DATASET RECORDS:
= = =
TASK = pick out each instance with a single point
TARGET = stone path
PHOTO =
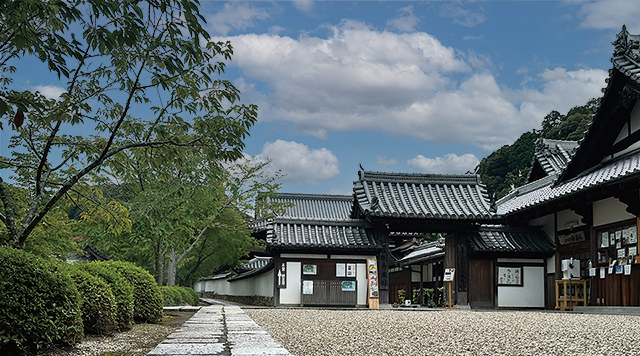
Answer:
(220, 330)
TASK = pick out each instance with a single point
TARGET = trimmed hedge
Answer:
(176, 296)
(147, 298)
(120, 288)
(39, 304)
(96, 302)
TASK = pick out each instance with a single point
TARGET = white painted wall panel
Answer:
= = =
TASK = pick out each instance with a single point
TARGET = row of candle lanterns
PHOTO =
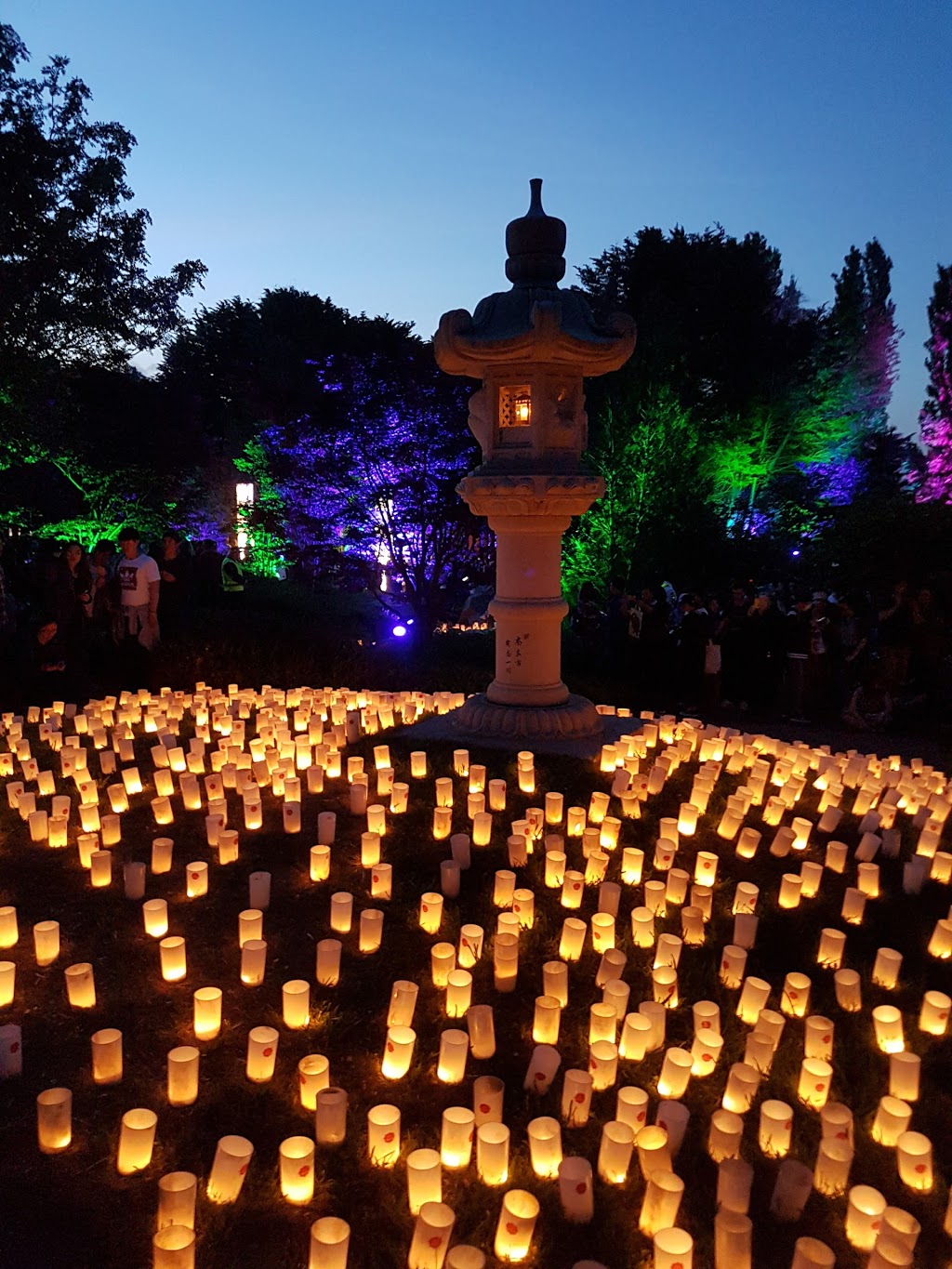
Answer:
= = =
TO DO: The answer should be one number only: how many lines in the listing hold "TARGET".

ANSWER TO THE EXERCISE: 4